> SOURCE PASSAGE
** begin **

Do any of these sound familiar? They’re amongst the most common reasons why relationships can hit a few bumps in the road.
Great expectations
Expectations are perhaps the biggest pain-point in any client-agency relationship, and the problems are often rooted in a lack of communication and unrealistic demands.
But expectations are a two-way street. As much as a client will expect things from their agency, an agency will expect support from their client in order to deliver what they are tasked with delivering. This could be something as simple as access to some design assets, or to sign-off some content ideas, but if it’s going to take a client time to deliver those things, then those expectations need to be managed.
Any agency will have plenty of experience at dealing with demanding projects, tough deadlines and tight budgets, but both sides of the table need to come to a mutual understanding of what can be realistically delivered. This is where it is helpful to have expectations documented in clear briefs and RFPs, clear metrics that are agreed in advance, and allocated budgets.

** end **

> EXTRACTED INFORMATION
** begin **

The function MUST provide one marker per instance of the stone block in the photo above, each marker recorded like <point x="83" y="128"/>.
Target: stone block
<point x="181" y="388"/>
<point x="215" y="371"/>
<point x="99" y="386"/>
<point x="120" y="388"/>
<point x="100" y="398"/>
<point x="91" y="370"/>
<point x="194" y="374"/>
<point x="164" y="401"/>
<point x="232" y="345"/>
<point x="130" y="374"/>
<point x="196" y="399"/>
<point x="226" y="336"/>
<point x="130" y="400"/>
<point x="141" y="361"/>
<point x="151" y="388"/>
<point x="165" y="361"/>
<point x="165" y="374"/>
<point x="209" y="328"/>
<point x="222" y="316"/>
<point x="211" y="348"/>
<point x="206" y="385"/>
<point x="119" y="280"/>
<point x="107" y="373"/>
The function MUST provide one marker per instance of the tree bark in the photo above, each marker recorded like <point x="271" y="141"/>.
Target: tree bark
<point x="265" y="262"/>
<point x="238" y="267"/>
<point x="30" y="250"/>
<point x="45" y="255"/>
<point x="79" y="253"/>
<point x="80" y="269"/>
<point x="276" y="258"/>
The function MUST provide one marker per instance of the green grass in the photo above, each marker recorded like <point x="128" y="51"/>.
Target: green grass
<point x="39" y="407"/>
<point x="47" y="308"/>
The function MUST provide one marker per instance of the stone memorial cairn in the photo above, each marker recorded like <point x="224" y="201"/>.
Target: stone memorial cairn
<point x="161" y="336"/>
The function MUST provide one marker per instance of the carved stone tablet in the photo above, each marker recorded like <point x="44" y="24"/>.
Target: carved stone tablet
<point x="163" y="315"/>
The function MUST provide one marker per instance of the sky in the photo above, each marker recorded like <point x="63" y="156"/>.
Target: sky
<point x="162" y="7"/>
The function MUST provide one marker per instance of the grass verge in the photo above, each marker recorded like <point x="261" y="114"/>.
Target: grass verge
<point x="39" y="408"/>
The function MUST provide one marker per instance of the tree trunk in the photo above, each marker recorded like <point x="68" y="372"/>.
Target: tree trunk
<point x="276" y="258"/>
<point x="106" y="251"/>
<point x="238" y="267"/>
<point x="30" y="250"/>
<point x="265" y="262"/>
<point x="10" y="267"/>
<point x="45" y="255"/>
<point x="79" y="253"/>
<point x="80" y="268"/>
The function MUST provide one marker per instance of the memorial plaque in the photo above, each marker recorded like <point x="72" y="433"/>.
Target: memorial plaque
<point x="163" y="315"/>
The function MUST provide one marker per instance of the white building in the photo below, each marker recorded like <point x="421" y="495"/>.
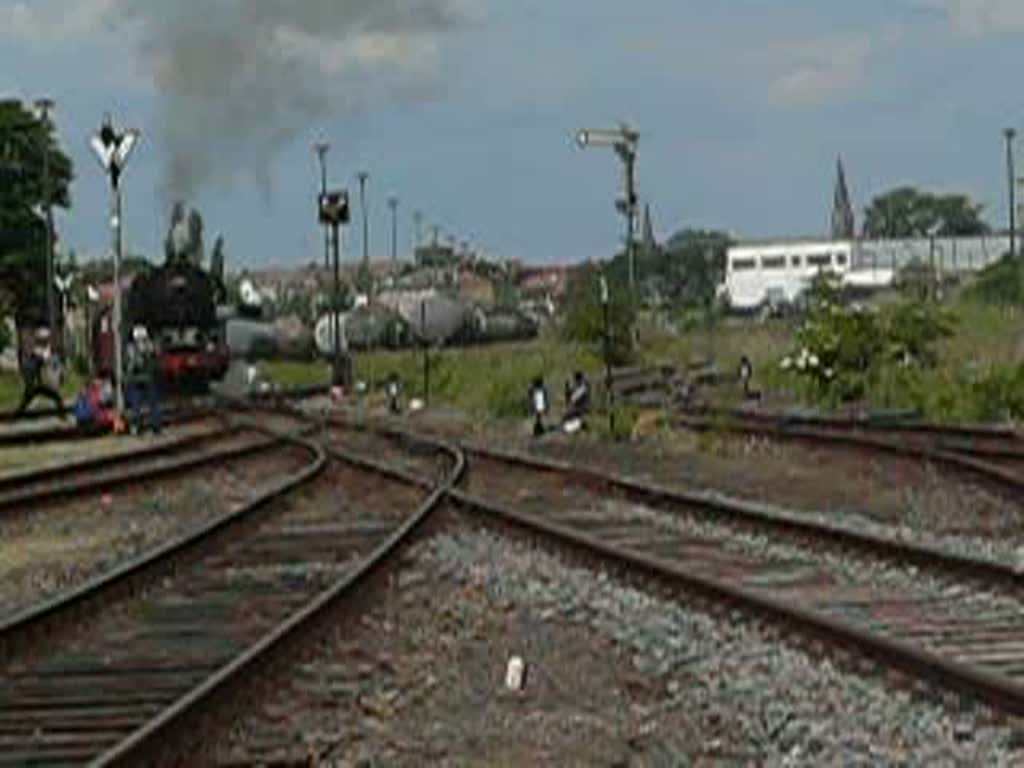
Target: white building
<point x="775" y="271"/>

** end **

> COMPLETE THE FOLLOWING
A - In the passage on client-agency expectations, what is called perhaps the biggest pain-point in any client-agency relationship?
B - Please transcribe the stretch of the passage on client-agency expectations from "Great expectations" through "to be managed.".

> CORRECT ANSWERS
A - Expectations.

B -
Great expectations
Expectations are perhaps the biggest pain-point in any client-agency relationship, and the problems are often rooted in a lack of communication and unrealistic demands.
But expectations are a two-way street. As much as a client will expect things from their agency, an agency will expect support from their client in order to deliver what they are tasked with delivering. This could be something as simple as access to some design assets, or to sign-off some content ideas, but if it’s going to take a client time to deliver those things, then those expectations need to be managed.